Segment Start: Data supplied

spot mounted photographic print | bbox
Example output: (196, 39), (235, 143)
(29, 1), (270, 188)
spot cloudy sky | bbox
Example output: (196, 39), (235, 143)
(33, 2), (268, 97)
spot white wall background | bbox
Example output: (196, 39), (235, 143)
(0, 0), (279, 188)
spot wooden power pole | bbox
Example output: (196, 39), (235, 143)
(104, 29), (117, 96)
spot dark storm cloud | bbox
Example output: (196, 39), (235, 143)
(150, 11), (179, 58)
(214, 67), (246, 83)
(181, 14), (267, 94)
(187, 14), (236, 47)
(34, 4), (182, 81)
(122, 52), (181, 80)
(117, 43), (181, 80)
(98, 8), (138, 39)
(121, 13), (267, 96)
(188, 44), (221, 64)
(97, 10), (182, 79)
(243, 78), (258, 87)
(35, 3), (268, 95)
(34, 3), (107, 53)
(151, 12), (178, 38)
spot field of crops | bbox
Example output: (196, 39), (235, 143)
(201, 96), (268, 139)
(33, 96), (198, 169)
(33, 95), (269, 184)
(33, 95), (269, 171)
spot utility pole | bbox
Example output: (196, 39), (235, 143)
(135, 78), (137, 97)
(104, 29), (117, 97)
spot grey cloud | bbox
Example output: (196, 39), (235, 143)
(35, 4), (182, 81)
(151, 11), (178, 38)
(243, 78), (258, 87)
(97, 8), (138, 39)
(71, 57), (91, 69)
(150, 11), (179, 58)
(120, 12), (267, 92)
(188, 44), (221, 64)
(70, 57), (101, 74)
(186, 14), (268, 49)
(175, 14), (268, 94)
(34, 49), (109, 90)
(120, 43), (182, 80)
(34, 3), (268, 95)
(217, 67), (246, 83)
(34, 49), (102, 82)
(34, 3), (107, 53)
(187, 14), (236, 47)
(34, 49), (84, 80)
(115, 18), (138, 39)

Segment End: Data supplied

(Task prompt) How many lines above include the word "pole"? Answer with the number alone.

(Result for this exercise) 2